Activities:
a. Answer these questions from the text on Texas employers and healthcare costs, marking each answer (i), (ii) or (iii):
(i) What is the full name of the coalition?
(ii) Through what two means does the coalition want to make an impact?
(iii) If an employer changes the network, what consequence is it left to deal with?
b. Please print the part of the text on Texas employers and healthcare costs that opens with the words containing "When it comes to negotiating for lower healthcare costs, no" and closes with "change the network.".

Texas Employers’ Mission to End Anti-Competitive Healthcare Practices

The Texas Employers for Affordable Healthcare Coalition want to make in impact through legislative advocacy and uniting for negotiation power. When it comes to negotiating for lower healthcare…

The Texas Employers for Affordable Healthcare Coalition want to make in impact through legislative advocacy and uniting for negotiation power.

When it comes to negotiating for lower healthcare costs, no single employer has the leverage to significantly reduce the prices health systems charge for their services. If an employer wants to cut out a provider because of cost or quality, the system is unlikely to compromise by bringing down the price, as the patients that would come from that employer are most likely just a drop in the bucket of the system’s revenue. On the other hand, the employer is left to deal with the consequences of making its employees find new doctors should it change the network.

Information supplied:
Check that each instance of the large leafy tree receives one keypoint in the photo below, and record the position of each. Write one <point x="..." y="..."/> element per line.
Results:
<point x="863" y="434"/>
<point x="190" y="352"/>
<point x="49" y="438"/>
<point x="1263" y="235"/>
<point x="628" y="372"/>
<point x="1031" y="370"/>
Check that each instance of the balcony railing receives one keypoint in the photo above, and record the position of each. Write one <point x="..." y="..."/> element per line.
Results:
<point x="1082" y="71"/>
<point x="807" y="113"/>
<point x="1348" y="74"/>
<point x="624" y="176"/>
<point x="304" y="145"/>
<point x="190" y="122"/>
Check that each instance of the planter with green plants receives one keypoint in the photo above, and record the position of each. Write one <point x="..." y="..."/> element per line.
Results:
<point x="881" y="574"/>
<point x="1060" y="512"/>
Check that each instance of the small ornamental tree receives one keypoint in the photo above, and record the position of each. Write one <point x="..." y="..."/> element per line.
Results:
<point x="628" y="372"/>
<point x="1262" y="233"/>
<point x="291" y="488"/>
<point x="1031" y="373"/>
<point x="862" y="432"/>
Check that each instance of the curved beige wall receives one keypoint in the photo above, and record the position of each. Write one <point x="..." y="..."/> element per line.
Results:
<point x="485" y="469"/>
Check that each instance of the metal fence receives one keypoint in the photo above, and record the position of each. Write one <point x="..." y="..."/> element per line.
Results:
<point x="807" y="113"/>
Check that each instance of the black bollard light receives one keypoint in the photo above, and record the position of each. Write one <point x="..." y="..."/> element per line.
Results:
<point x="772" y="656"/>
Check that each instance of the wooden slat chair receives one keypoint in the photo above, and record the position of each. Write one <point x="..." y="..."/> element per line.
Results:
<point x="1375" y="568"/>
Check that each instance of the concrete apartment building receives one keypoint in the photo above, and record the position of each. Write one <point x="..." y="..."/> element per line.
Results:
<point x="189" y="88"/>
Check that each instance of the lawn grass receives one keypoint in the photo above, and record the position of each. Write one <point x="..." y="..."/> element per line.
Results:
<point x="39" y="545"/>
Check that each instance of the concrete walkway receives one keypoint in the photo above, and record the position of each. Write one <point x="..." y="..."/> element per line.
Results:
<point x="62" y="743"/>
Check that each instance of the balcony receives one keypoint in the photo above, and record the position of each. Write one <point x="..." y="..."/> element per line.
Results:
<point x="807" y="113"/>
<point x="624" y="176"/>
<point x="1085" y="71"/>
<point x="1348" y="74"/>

Task-by-task outputs:
a.
(i) The Texas Employers for Affordable Healthcare Coalition.
(ii) Legislative advocacy and uniting for negotiation power.
(iii) Making its employees find new doctors.

b.
When it comes to negotiating for lower healthcare costs, no single employer has the leverage to significantly reduce the prices health systems charge for their services. If an employer wants to cut out a provider because of cost or quality, the system is unlikely to compromise by bringing down the price, as the patients that would come from that employer are most likely just a drop in the bucket of the system’s revenue. On the other hand, the employer is left to deal with the consequences of making its employees find new doctors should it change the network.